WHAT TO PRODUCE
Please return each line in the rows below that contains the string "dark", copied unchanged.

RECORDS SHOWN
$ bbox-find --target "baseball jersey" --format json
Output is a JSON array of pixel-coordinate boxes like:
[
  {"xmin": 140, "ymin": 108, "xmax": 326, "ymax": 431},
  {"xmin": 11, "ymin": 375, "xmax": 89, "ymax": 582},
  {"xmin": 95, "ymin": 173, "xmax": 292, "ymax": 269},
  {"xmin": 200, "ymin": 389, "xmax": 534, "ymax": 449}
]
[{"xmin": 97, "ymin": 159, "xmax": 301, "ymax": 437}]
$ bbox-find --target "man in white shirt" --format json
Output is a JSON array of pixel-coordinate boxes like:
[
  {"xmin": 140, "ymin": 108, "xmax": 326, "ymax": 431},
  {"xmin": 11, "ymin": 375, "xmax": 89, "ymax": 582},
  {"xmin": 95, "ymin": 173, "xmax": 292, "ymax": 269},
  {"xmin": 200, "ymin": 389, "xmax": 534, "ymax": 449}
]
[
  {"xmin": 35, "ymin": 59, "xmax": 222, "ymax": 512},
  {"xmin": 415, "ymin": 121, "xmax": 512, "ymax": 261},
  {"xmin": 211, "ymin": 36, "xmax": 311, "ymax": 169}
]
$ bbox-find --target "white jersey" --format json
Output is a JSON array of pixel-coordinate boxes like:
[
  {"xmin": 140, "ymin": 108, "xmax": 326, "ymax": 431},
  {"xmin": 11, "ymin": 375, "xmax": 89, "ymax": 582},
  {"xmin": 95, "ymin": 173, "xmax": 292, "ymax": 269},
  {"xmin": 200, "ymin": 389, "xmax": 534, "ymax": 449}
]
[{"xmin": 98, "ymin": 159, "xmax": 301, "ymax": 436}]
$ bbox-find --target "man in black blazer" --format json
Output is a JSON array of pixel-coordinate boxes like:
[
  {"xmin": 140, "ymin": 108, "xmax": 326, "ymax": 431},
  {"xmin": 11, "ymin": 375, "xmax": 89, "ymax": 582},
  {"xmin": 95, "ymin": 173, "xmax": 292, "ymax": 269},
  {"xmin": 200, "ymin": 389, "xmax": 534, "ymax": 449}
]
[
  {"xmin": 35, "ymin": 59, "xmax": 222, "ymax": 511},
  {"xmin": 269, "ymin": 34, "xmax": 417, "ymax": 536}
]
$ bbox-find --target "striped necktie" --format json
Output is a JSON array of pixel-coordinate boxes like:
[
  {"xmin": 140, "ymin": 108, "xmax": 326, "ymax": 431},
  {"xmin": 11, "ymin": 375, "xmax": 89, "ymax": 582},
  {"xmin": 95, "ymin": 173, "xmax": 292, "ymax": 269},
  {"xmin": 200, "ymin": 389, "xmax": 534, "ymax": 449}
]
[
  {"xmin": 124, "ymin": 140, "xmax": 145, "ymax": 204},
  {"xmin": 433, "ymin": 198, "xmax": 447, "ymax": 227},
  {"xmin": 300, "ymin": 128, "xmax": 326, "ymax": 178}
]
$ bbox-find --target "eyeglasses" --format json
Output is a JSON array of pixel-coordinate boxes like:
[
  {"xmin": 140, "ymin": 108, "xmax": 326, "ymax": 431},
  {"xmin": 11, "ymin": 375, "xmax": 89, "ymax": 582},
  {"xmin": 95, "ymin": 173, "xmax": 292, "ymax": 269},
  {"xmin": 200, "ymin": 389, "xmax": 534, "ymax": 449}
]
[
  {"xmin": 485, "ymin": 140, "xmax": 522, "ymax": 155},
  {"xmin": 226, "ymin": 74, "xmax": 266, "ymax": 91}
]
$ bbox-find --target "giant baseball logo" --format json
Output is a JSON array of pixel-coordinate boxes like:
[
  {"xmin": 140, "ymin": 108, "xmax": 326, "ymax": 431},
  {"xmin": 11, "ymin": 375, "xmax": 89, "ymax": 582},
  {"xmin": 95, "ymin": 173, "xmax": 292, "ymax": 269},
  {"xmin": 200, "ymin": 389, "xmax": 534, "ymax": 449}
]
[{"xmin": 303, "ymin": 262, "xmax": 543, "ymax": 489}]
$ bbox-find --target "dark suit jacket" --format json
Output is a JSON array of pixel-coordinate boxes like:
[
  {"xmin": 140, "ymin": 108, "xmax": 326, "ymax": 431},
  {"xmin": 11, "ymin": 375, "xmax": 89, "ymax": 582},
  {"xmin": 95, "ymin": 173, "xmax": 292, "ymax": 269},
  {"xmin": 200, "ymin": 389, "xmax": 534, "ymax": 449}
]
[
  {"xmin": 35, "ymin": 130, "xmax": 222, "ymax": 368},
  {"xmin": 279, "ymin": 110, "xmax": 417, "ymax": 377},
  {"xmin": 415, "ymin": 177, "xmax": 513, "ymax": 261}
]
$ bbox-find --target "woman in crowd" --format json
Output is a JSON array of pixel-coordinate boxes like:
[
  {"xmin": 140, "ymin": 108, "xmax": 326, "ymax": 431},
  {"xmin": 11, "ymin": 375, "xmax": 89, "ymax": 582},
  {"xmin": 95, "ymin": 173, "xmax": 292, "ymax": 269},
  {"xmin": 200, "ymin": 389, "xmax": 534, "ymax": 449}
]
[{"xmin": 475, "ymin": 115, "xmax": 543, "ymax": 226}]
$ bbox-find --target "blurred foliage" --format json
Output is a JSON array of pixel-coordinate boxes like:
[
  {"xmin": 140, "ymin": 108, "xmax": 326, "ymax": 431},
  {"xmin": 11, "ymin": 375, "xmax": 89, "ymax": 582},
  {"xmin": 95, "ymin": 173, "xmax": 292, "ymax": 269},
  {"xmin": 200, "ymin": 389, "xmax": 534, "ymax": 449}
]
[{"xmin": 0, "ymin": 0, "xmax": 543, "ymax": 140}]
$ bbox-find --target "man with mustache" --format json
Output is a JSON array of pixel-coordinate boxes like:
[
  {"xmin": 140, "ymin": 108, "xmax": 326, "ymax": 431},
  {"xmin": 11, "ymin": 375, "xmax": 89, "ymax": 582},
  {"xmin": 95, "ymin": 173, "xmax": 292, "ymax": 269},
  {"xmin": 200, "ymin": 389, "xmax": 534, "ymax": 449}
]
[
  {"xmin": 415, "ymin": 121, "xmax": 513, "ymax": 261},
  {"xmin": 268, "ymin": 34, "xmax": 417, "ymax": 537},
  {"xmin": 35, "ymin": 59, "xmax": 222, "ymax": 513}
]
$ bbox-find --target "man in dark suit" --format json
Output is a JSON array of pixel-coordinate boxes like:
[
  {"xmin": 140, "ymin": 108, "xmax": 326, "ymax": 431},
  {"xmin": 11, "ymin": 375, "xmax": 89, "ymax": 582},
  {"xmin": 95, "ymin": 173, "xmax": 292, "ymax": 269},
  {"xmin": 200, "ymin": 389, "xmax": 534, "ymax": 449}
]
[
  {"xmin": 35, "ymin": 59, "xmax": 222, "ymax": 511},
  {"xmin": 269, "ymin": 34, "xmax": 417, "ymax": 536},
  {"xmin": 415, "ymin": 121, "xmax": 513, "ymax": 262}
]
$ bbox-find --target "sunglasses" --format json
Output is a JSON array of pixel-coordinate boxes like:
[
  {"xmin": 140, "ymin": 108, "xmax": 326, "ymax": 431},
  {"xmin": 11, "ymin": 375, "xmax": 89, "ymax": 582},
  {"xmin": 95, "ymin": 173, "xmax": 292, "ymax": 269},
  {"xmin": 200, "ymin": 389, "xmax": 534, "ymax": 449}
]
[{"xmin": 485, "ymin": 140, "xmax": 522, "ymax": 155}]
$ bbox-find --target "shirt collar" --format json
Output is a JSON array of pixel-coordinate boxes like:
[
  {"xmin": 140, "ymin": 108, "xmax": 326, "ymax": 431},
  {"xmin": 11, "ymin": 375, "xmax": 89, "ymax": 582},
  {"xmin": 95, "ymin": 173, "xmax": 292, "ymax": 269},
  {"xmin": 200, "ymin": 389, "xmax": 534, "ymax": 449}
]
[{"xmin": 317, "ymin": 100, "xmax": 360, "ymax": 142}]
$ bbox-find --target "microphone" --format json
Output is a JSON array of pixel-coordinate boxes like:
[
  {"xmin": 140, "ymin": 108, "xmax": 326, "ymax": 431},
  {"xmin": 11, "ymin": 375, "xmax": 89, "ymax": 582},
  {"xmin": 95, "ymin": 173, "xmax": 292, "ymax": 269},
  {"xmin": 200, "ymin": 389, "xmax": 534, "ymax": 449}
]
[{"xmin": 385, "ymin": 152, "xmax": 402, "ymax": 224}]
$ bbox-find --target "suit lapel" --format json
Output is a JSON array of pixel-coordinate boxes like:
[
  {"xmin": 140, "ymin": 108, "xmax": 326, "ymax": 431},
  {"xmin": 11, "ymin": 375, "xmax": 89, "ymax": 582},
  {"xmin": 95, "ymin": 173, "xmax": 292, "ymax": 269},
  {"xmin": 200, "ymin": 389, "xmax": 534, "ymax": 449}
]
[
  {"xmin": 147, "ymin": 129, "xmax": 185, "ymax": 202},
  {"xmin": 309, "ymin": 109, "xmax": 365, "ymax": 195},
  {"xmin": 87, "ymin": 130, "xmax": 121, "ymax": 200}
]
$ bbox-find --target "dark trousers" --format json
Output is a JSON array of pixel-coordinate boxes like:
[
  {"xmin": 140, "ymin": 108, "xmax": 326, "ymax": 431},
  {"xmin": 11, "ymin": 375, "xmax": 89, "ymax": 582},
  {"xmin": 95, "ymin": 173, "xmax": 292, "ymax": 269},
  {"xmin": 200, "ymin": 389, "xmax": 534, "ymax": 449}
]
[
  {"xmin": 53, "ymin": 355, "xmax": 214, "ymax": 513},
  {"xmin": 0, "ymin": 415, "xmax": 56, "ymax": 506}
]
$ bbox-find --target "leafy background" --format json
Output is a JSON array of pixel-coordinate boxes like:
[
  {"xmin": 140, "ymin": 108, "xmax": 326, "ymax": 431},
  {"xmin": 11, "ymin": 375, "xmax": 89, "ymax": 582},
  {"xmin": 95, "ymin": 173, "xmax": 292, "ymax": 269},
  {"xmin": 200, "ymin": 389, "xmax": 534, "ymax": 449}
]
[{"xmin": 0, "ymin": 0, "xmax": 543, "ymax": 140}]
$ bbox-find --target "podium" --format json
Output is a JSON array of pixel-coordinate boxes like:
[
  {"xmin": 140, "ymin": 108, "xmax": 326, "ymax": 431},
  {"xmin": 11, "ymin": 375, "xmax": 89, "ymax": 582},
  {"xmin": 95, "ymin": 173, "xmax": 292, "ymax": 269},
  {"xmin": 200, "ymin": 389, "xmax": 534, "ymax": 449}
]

CORRECT RESULT
$ bbox-find --target "dark suit jacket" --format json
$ bbox-find --target "man in dark suit" --format json
$ bbox-find --target "dark trousers" --format json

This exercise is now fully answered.